▶ Task requirements: Please give back each line below unchanged; none of the pictures should appear.

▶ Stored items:
+ + +

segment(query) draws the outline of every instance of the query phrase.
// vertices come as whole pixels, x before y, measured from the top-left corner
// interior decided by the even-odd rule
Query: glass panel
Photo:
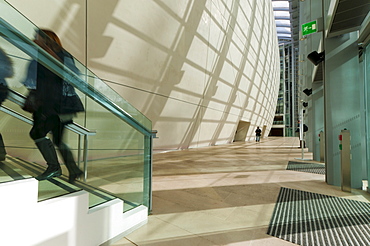
[[[31,178],[25,170],[14,165],[10,160],[0,162],[0,183]]]
[[[134,108],[131,104],[129,104],[116,91],[114,91],[107,84],[105,84],[100,78],[98,78],[91,71],[86,69],[86,67],[83,64],[81,64],[79,61],[75,60],[75,63],[76,63],[76,66],[81,71],[81,74],[79,77],[83,79],[83,82],[87,82],[88,85],[90,85],[88,89],[90,89],[93,92],[95,97],[99,95],[102,99],[104,99],[103,103],[112,102],[113,105],[116,105],[119,108],[123,109],[124,112],[129,117],[132,117],[139,124],[144,126],[146,130],[151,131],[152,123],[145,115],[143,115],[136,108]],[[75,81],[77,85],[80,84],[81,82],[82,81],[80,80]],[[80,87],[80,89],[81,88],[83,87]],[[89,90],[84,90],[84,91],[89,91]]]
[[[89,138],[87,183],[127,201],[126,208],[143,204],[144,135],[94,100],[86,100]]]
[[[25,81],[30,62],[36,60],[75,87],[85,112],[79,113],[74,122],[91,133],[84,135],[79,130],[77,134],[76,131],[67,131],[65,136],[65,142],[78,160],[86,147],[86,166],[80,162],[80,168],[87,171],[86,182],[72,185],[67,182],[66,176],[41,181],[39,200],[84,189],[90,194],[90,206],[118,197],[125,201],[124,210],[141,204],[149,207],[150,120],[77,60],[74,59],[74,63],[79,72],[72,71],[71,66],[60,63],[37,46],[32,40],[38,28],[2,0],[0,16],[0,47],[12,60],[14,70],[14,75],[5,80],[9,88],[26,94],[27,88],[22,82]],[[0,112],[0,131],[5,137],[8,154],[16,155],[21,161],[9,157],[5,164],[11,166],[12,161],[17,162],[16,168],[21,170],[19,178],[30,178],[45,169],[33,162],[45,161],[29,137],[31,114],[8,99],[2,104],[2,110],[6,107],[13,113]],[[64,166],[63,174],[68,174]],[[9,180],[6,177],[9,175],[0,167],[2,176],[4,180]]]
[[[0,28],[2,28],[3,31],[4,31],[4,28],[6,29],[7,23],[9,23],[15,30],[17,30],[17,32],[22,34],[22,36],[24,36],[25,38],[29,40],[33,40],[35,38],[38,28],[33,23],[31,23],[28,19],[26,19],[23,15],[21,15],[19,12],[17,12],[15,9],[9,6],[5,1],[1,1],[1,0],[0,0],[0,13],[1,13],[0,22],[3,23],[3,26],[1,26]],[[33,52],[33,54],[35,55],[38,54],[38,53],[35,53],[37,52],[38,47],[33,43],[31,44],[23,43],[19,45],[23,47],[31,46],[31,47],[27,47],[29,52]],[[43,52],[43,51],[39,50],[39,52]],[[22,52],[20,54],[16,53],[13,55],[15,55],[17,58],[20,58],[20,59],[25,59],[25,60],[30,59],[29,56],[22,54]],[[48,57],[47,54],[46,56]],[[40,57],[40,59],[42,59],[42,57]],[[76,83],[78,85],[79,83],[88,81],[89,84],[93,88],[95,88],[96,94],[99,94],[99,96],[101,96],[102,99],[105,99],[104,101],[113,102],[113,104],[124,109],[124,111],[130,115],[130,117],[133,117],[137,122],[139,122],[144,127],[146,127],[148,131],[151,131],[151,121],[148,118],[146,118],[141,112],[139,112],[136,108],[134,108],[131,104],[129,104],[125,99],[119,96],[112,88],[110,88],[101,79],[99,79],[96,75],[94,75],[91,71],[89,71],[82,63],[80,63],[76,59],[75,59],[75,63],[76,63],[76,66],[80,69],[81,74],[79,76],[80,79],[78,79],[77,77],[70,78],[71,79],[70,82],[72,84]],[[49,65],[52,66],[52,64],[49,64]],[[66,76],[70,76],[70,74],[67,74]],[[83,80],[81,80],[81,78]]]
[[[285,128],[285,137],[293,137],[293,128],[291,127]]]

+ + +

▶ Exercise result:
segment(query) draws the outline of every instance of the query phrase.
// vertices come as whole pixels, x before y, measured from the top-left corner
// interior decided by the even-odd rule
Query: glass panel
Photo:
[[[31,178],[25,170],[14,165],[10,160],[0,162],[0,183]]]
[[[134,108],[131,104],[129,104],[116,91],[114,91],[107,84],[105,84],[100,78],[98,78],[91,71],[86,69],[86,67],[83,64],[81,64],[79,61],[75,60],[75,63],[76,63],[76,66],[81,71],[81,74],[79,77],[83,79],[83,82],[87,82],[88,85],[90,85],[88,89],[90,89],[93,92],[95,97],[99,95],[102,99],[104,99],[103,103],[112,102],[113,105],[116,105],[119,108],[123,109],[124,112],[129,117],[132,117],[139,124],[144,126],[146,130],[151,131],[152,123],[145,115],[143,115],[136,108]],[[75,81],[77,85],[80,84],[81,82],[82,81],[80,80]],[[80,87],[80,89],[81,88],[83,87]],[[89,90],[84,90],[84,91],[89,91]]]
[[[89,138],[87,183],[127,201],[126,208],[143,204],[144,135],[94,100],[86,100]]]
[[[25,81],[30,62],[36,60],[75,87],[85,112],[79,113],[74,122],[91,133],[84,135],[79,130],[77,134],[76,131],[67,131],[65,136],[65,142],[78,160],[86,147],[86,166],[80,162],[80,168],[87,171],[86,182],[72,185],[67,182],[66,176],[41,181],[39,200],[84,189],[90,194],[90,206],[118,197],[125,201],[124,210],[141,204],[149,207],[150,120],[77,60],[74,59],[74,63],[79,72],[72,71],[71,66],[60,63],[37,46],[32,40],[38,28],[2,0],[0,16],[0,47],[12,60],[14,70],[14,75],[5,80],[9,88],[26,94],[27,88],[22,82]],[[0,112],[0,131],[5,137],[8,154],[16,155],[21,161],[9,157],[5,164],[11,166],[12,161],[17,162],[16,168],[21,170],[19,178],[30,178],[45,169],[33,162],[45,161],[29,137],[31,114],[8,99],[2,104],[2,110],[6,107],[13,113]],[[64,166],[63,174],[68,174]],[[9,180],[6,177],[9,175],[0,167],[2,176],[4,180]]]
[[[0,28],[2,28],[3,31],[4,31],[4,28],[6,29],[7,23],[9,23],[15,30],[17,30],[17,32],[22,34],[22,36],[24,36],[25,38],[29,40],[33,40],[35,38],[38,28],[33,23],[31,23],[28,19],[26,19],[23,15],[21,15],[19,12],[17,12],[15,9],[9,6],[5,1],[1,1],[1,0],[0,0],[0,13],[1,13],[0,22],[3,23],[3,26],[1,26]],[[33,52],[33,54],[35,55],[38,54],[38,53],[35,53],[37,52],[38,47],[33,43],[31,44],[23,43],[19,45],[23,47],[31,46],[31,47],[27,47],[29,52]],[[43,52],[43,51],[39,50],[39,52]],[[22,52],[20,54],[16,53],[13,55],[15,55],[17,58],[20,58],[20,59],[25,59],[25,60],[30,59],[29,56],[22,54]],[[48,57],[47,54],[46,56]],[[40,57],[40,59],[42,59],[42,57]],[[76,83],[78,85],[79,83],[88,81],[89,84],[93,88],[95,88],[96,94],[99,94],[99,96],[101,96],[102,99],[105,99],[104,101],[113,102],[113,104],[124,109],[124,111],[130,115],[130,117],[133,117],[137,122],[139,122],[144,127],[146,127],[148,131],[151,131],[151,121],[148,118],[146,118],[141,112],[139,112],[136,108],[134,108],[131,104],[129,104],[125,99],[119,96],[112,88],[110,88],[101,79],[99,79],[96,75],[94,75],[91,71],[89,71],[82,63],[80,63],[76,59],[75,59],[75,63],[76,63],[76,66],[80,69],[81,74],[79,76],[80,79],[78,79],[77,77],[70,78],[71,79],[70,82],[72,84]],[[49,65],[52,66],[52,64],[49,64]],[[66,76],[70,76],[70,74],[67,74]],[[83,80],[81,80],[81,78]]]
[[[285,128],[285,137],[293,137],[293,128],[291,127]]]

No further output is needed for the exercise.